## start RECORDS FOR PROCESSING

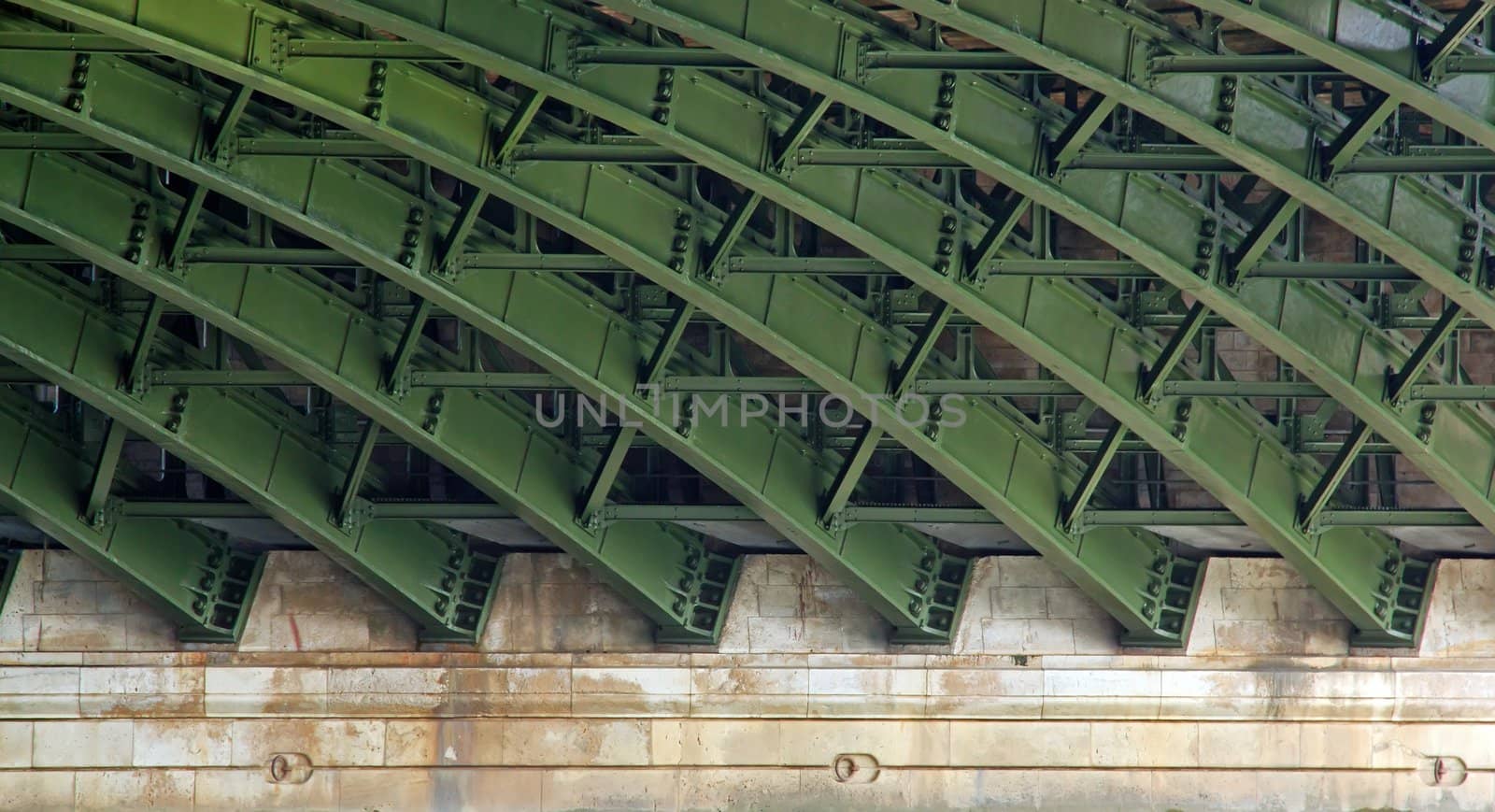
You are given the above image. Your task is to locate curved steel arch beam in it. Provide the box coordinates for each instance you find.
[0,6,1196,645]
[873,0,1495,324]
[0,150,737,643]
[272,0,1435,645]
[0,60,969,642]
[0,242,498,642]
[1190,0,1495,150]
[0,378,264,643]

## end RECORDS FOR PROCESSING
## start RECORDS FOR PROCESSING

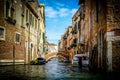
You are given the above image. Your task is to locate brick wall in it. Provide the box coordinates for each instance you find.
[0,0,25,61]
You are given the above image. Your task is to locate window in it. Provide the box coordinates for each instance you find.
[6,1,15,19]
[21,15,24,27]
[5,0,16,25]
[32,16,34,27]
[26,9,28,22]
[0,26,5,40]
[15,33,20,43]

## end RECORDS FOR PROCESSING
## start RECORDS FOR PROCESSING

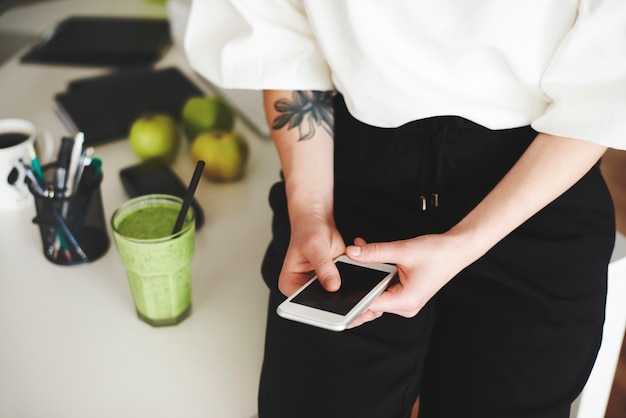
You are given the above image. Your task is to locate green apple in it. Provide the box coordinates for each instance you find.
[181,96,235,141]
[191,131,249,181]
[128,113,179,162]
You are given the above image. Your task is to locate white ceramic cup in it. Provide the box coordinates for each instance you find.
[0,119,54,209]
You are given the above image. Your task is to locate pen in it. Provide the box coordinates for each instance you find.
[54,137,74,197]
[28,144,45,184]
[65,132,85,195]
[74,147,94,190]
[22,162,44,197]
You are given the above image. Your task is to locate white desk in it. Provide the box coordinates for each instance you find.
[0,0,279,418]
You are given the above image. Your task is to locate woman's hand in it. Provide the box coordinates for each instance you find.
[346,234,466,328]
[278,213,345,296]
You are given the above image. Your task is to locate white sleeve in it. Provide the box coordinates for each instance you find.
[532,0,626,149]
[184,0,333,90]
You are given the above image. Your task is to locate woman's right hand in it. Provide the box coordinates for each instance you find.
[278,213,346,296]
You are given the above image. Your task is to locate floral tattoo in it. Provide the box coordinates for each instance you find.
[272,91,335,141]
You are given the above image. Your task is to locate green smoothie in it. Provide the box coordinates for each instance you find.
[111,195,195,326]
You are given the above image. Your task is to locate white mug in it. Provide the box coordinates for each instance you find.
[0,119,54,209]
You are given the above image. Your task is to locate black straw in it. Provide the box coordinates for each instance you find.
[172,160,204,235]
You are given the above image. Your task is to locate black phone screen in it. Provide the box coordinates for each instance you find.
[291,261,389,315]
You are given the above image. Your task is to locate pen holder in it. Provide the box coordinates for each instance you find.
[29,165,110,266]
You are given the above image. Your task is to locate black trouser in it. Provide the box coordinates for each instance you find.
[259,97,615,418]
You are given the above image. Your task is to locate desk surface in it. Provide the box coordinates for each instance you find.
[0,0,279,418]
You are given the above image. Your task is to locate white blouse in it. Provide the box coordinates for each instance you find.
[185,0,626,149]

## end RECORDS FOR PROCESSING

SET EXERCISE: Can you recast the lines as a two-column CSV with the headers text and reply? Begin at the line that has "to locate curved" and stop after the line that has "[0,378,264,643]". Give one row for each text and its reply, with each in a single quoted field and line breaks changed to spaces.

SOLUTION TO THE EXERCISE:
text,reply
"You are given the above image. Your task is to locate curved steel arch beam in it. Provide the box coordinates for each instance you find.","[0,6,1196,645] [873,0,1495,324] [0,150,737,643] [272,0,1435,645] [0,60,969,642] [0,242,498,642] [1190,0,1495,150] [0,378,264,643]"